Copy the stretch of material from the line containing "Please provide the mask of every instance of the **railway" through the line containing "229), (281, 231)]]", reproducing each line verbatim.
(begin)
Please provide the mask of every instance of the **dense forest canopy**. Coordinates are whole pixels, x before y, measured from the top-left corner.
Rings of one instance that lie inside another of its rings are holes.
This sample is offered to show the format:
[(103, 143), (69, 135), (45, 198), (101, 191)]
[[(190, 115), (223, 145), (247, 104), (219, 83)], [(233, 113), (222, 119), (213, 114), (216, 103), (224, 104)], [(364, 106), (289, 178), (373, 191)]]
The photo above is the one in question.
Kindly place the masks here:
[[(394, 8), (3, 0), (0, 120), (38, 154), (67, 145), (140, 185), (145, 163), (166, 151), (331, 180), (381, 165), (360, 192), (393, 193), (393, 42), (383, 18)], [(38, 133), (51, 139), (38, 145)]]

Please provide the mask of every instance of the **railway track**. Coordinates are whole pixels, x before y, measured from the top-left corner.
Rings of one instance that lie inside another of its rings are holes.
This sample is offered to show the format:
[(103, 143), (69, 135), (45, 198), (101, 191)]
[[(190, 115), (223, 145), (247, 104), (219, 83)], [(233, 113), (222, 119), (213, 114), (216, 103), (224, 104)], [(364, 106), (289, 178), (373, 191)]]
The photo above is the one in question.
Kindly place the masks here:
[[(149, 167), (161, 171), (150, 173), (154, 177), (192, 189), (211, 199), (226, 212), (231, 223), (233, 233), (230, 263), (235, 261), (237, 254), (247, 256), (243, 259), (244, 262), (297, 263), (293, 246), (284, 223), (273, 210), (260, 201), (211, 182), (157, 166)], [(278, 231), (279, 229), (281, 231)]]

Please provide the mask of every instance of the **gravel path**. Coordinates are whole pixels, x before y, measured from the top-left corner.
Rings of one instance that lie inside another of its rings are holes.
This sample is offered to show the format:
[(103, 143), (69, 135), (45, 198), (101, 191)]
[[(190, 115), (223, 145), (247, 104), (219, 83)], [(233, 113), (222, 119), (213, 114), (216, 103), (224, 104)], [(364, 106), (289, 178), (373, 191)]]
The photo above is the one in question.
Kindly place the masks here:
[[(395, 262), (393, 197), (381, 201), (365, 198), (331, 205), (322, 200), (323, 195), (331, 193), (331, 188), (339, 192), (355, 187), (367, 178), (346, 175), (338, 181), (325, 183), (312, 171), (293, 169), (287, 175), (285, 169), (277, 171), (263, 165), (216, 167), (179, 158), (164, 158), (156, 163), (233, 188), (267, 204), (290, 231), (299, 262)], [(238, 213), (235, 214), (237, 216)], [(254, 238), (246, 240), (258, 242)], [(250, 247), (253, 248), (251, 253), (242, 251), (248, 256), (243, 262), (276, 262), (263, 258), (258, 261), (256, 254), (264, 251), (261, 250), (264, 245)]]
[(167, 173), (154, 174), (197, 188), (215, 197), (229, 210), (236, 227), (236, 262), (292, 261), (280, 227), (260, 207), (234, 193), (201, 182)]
(end)
# [RESPONSE]
Please provide the mask of every instance of the **railway track**. Coordinates are whole pixels, x before y, measured from the top-left corner.
Rings of one instance that lie inside another of its rings are holes.
This sample is offered to show the format:
[(103, 143), (69, 135), (45, 198), (101, 191)]
[[(190, 115), (223, 145), (247, 104), (219, 83)], [(233, 113), (222, 119), (213, 114), (216, 103), (224, 104)], [(364, 106), (289, 178), (373, 191)]]
The photo above is the one in question.
Kindly place the masks here:
[[(149, 167), (161, 171), (150, 173), (154, 177), (192, 189), (211, 199), (226, 212), (231, 223), (233, 233), (230, 263), (235, 261), (237, 254), (247, 256), (243, 259), (244, 262), (297, 263), (293, 246), (284, 223), (273, 210), (260, 201), (211, 182), (157, 166)], [(278, 231), (279, 229), (281, 231)]]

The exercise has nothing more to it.